** start of Given passage **

Gay's the Word is an independent bookshop in central London, and the oldest LGBT bookshop in the United Kingdom. Inspired by the emergence and growth of lesbian and gay bookstores in the United States, a small group of people from Gay Icebreakers, a gay socialist group, founded the store in 1979. These included Peter Dorey, Ernest Hole and Jonathan Cutbill.  Various locations were looked at, including Covent Garden, which was then being regenerated, before they decided to open the store in Marchmont Street in Bloomsbury, an area of the capital with rich academic and literary associations. Initial reluctance from Camden Council to grant a lease was overcome with help from Ken Livingstone, then a local councillor, later Mayor of London. For a period of time, it was the only LGBT bookshop in England.

History
From the beginning, the bookshop was used as a community and information resource for lesbians and gay men providing information on gay organisations and forthcoming events. The shop hosted musical evenings and on the piano sat the score for the musical which inspired its name—Gay's the Word by Ivor Novello. Various organisations and community groups used the shop after hours for meetings, including Icebreakers, the Lesbian Discussion Group (still going after 30 years), Gay Black Group and the Gay Disabled Group. It's also the venue for meetings of TransLondon. The cafe and piano are no longer there but the noticeboard is still in use and free gay papers are distributed from there.

** end of Given passage **
** start of Listed records **

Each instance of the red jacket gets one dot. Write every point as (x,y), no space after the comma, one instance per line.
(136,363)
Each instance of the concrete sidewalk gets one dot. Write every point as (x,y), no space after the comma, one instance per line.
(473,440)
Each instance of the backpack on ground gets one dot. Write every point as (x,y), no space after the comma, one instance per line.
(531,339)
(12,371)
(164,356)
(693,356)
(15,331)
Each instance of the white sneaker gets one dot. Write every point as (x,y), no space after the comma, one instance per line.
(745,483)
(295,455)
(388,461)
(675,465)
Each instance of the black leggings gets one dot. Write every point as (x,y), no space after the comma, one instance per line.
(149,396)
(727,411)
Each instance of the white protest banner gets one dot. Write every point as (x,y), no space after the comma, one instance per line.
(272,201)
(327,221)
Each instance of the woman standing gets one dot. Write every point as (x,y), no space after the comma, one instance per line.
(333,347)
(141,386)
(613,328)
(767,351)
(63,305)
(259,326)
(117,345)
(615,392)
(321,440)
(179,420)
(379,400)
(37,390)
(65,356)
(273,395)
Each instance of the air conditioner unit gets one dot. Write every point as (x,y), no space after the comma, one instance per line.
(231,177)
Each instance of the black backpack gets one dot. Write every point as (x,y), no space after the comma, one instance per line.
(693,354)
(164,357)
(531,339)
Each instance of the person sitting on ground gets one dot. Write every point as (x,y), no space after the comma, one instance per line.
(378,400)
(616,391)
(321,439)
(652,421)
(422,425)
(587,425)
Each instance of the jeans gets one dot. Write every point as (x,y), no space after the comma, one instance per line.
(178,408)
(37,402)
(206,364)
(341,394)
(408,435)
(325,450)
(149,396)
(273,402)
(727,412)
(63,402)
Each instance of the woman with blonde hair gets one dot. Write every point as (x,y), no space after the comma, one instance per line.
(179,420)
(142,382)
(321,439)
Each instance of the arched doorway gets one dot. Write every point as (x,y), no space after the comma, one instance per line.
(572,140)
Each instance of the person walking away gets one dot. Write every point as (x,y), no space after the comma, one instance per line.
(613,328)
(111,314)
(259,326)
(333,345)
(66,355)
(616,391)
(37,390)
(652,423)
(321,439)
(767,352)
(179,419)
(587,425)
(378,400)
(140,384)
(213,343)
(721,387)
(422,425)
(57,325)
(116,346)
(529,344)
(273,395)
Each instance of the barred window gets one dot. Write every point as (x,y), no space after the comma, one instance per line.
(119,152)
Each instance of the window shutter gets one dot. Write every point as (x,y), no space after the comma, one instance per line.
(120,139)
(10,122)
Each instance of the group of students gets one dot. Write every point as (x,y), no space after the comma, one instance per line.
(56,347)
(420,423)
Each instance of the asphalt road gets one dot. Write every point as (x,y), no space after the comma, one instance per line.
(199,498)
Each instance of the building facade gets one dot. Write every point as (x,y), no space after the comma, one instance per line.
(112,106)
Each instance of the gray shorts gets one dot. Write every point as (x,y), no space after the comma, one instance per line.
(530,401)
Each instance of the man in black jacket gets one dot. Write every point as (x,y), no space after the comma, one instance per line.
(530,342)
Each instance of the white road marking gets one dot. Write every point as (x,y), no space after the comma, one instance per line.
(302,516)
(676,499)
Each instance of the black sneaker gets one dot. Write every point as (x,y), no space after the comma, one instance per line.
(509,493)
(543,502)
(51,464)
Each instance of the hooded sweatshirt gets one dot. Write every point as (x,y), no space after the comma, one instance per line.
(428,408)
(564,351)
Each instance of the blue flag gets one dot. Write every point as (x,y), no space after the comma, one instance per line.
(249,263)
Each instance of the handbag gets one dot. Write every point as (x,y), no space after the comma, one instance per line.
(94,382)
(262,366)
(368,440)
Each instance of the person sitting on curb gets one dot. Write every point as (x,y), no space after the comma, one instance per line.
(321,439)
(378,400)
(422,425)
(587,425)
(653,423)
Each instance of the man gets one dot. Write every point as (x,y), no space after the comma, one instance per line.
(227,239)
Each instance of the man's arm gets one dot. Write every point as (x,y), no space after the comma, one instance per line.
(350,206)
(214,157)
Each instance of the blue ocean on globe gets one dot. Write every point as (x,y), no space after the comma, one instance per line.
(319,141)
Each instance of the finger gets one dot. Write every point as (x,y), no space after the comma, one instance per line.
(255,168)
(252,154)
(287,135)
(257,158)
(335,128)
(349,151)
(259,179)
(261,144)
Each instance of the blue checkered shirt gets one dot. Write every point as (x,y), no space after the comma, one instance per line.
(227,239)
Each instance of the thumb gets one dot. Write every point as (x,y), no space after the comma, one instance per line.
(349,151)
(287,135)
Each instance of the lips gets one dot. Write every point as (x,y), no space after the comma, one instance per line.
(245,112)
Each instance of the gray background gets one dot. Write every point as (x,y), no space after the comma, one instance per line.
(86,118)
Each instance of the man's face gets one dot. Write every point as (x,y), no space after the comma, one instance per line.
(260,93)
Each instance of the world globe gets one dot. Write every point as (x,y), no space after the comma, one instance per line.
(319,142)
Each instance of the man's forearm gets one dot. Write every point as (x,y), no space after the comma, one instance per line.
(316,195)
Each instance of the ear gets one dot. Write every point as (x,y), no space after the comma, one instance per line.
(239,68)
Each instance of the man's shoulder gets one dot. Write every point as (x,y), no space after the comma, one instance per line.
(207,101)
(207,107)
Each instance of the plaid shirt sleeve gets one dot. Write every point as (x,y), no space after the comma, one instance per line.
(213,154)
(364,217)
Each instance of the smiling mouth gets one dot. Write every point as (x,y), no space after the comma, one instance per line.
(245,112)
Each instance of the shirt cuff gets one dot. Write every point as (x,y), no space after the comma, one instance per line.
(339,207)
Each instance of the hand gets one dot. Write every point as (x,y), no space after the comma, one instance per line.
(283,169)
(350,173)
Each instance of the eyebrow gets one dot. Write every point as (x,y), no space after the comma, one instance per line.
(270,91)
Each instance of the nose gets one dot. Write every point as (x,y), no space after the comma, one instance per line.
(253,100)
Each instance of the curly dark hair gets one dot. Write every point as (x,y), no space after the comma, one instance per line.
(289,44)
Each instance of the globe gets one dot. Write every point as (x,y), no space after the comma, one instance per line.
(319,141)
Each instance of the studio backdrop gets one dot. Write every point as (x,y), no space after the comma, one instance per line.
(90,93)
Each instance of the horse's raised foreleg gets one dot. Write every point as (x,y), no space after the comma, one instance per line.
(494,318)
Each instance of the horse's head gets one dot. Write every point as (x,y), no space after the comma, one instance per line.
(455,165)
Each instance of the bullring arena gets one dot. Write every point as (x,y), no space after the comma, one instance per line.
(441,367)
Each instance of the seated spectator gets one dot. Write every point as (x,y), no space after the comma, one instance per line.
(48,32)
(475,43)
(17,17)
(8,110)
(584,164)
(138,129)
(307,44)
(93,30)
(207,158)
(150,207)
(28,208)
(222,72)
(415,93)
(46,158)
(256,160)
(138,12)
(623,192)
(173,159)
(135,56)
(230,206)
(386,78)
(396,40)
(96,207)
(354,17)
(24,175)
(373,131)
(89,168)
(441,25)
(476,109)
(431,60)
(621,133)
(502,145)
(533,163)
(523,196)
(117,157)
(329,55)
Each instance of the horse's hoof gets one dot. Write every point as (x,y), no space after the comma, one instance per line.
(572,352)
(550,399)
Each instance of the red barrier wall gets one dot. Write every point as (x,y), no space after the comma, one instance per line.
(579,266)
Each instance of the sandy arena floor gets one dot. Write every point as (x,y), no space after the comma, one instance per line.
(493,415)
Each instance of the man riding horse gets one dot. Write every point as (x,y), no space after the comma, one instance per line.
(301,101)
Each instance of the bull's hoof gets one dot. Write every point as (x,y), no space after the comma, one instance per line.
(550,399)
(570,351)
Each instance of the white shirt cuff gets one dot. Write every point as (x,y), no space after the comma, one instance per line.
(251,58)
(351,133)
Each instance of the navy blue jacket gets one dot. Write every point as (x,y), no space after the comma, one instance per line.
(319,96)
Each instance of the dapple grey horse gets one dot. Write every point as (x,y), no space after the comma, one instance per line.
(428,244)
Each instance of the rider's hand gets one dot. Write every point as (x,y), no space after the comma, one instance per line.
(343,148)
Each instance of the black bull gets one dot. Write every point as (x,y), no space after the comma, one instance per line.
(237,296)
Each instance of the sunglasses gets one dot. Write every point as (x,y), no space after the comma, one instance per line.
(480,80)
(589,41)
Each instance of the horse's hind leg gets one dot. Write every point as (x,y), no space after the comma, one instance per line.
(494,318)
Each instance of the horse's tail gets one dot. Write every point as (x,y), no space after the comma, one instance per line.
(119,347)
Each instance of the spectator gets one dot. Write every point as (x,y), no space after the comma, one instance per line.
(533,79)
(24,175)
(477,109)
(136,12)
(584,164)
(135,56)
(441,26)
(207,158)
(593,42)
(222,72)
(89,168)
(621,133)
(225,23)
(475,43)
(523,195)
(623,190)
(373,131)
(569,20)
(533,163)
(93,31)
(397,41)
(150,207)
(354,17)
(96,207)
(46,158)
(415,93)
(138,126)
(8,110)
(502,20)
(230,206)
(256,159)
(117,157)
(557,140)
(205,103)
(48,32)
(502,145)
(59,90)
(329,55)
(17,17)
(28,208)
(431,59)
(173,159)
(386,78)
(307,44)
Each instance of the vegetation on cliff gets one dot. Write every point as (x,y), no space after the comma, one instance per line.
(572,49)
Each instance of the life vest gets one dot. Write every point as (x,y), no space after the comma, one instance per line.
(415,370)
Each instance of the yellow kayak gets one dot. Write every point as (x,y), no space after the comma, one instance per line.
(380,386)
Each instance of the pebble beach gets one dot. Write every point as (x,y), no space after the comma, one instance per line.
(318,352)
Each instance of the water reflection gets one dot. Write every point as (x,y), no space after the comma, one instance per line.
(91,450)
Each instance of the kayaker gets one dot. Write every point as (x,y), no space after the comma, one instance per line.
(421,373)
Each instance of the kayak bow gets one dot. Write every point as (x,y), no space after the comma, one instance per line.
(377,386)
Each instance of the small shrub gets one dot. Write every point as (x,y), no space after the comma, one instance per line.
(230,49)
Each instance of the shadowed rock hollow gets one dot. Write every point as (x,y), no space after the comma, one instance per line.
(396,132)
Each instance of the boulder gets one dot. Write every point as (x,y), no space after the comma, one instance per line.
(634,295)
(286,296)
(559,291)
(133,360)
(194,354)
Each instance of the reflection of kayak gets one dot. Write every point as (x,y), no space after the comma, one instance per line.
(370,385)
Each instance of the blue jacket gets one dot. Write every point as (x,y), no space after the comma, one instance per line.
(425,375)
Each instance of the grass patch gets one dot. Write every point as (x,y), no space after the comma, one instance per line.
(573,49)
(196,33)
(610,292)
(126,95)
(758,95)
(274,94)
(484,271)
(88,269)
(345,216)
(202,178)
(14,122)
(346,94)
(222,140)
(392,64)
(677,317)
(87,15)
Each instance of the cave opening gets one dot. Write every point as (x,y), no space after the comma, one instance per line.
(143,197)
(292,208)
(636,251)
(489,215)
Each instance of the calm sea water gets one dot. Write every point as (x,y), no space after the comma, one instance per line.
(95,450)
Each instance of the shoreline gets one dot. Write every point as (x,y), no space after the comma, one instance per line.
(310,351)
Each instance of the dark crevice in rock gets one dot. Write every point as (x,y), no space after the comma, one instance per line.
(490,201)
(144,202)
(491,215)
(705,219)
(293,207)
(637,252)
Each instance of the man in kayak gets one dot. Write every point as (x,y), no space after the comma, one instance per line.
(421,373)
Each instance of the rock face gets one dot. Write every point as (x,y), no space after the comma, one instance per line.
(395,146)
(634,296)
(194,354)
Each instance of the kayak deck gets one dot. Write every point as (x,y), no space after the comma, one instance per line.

** end of Listed records **

> **Short task**: Write out the passage about Gay's the Word from "Gay's the Word is" up to and including "bookshop in England.", switching every "bookshop" to "bookstore". The listing is separate material and has no connection to the passage about Gay's the Word.

> **Written response**:
Gay's the Word is an independent bookstore in central London, and the oldest LGBT bookstore in the United Kingdom. Inspired by the emergence and growth of lesbian and gay bookstores in the United States, a small group of people from Gay Icebreakers, a gay socialist group, founded the store in 1979. These included Peter Dorey, Ernest Hole and Jonathan Cutbill.  Various locations were looked at, including Covent Garden, which was then being regenerated, before they decided to open the store in Marchmont Street in Bloomsbury, an area of the capital with rich academic and literary associations. Initial reluctance from Camden Council to grant a lease was overcome with help from Ken Livingstone, then a local councillor, later Mayor of London. For a period of time, it was the only LGBT bookstore in England.